# Problem to solve
Every entry should be reproduced word for word.

Collected data entries
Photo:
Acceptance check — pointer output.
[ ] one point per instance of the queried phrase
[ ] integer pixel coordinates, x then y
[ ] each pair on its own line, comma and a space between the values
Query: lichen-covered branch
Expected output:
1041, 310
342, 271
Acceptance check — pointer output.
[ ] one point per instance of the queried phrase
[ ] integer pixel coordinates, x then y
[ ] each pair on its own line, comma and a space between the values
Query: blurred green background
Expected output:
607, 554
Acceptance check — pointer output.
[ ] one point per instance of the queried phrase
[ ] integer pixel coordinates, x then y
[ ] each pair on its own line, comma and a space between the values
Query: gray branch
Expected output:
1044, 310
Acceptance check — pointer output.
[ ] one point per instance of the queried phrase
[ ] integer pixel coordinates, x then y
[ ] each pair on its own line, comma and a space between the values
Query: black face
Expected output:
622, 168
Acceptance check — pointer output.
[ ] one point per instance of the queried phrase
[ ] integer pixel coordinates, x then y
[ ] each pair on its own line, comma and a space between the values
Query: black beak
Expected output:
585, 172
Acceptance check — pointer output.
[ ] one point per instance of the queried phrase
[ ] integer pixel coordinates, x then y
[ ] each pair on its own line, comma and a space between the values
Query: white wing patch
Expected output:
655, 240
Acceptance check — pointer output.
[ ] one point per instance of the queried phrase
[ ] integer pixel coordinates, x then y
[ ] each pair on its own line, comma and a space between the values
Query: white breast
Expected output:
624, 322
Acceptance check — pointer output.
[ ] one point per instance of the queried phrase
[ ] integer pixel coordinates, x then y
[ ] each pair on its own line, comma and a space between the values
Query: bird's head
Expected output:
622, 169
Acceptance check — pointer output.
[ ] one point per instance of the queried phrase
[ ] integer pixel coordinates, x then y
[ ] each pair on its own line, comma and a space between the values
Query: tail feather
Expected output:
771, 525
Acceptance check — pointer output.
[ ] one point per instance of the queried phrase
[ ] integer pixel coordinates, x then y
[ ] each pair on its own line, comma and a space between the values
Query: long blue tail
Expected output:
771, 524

# Answer for the task
Photo:
Acceptance check — pointer output.
[ ] one point per instance of the queried phrase
[ ] integer pixel coordinates, x then y
[ ] each pair on its own line, comma and a space between the values
Query: lichen-covered branch
Expected output:
1041, 310
342, 271
Acceptance check — pointer output.
[ ] one point per instance of the queried phrase
[ ] integer pixel coordinates, x then y
[ ] each pair on its own line, comma and a space between the values
Query: blurred green background
Expected output:
607, 554
Acceptance check — pointer output.
[ ] one point per instance of the queried phrase
[ ] integer pixel coordinates, x then y
[ ] each pair on its own line, comma and a space between the values
Query: gray branch
Expected output:
1044, 310
Acceptance check — pointer output.
[ ] one point per instance of the queried phrase
[ ] integer pixel coordinates, x then y
[ ] each pair on its own line, comma and a space between the values
Query: black face
Expected output:
622, 168
Acceptance check — pointer output.
[ ] one point per instance of the queried phrase
[ ] integer pixel coordinates, x then y
[ ] each pair on its own line, comma and a space between the values
Query: black beak
Expected output:
585, 172
Acceptance check — pointer output.
[ ] one point per instance of the queried phrase
[ ] integer pixel coordinates, x then y
[ ] each pair on its own line, comma and a space between the values
Query: white wing patch
Expected output:
655, 240
Acceptance check — pointer output.
[ ] one point per instance of the queried phrase
[ ] integer pixel coordinates, x then y
[ ] each pair on its own line, comma and a space between the values
Query: white breast
Expected output:
624, 322
Acceptance check — pointer output.
[ ] one point per instance of the queried phrase
[ ] integer pixel coordinates, x then y
[ ] each pair on its own line, comma and a space between the values
Query: bird's head
Expected output:
622, 169
Acceptance check — pointer output.
[ ] one point per instance of the queried phrase
[ ] integer pixel coordinates, x then y
[ ] each pair on its own line, comma and a space between the values
Query: tail feather
Expected output:
771, 525
Acceptance check — pointer output.
[ ] one point per instance of the queried phrase
[ ] integer pixel coordinates, x then y
[ ] each pair on its own line, comma and a space between the values
Query: long blue tail
Expected output:
771, 524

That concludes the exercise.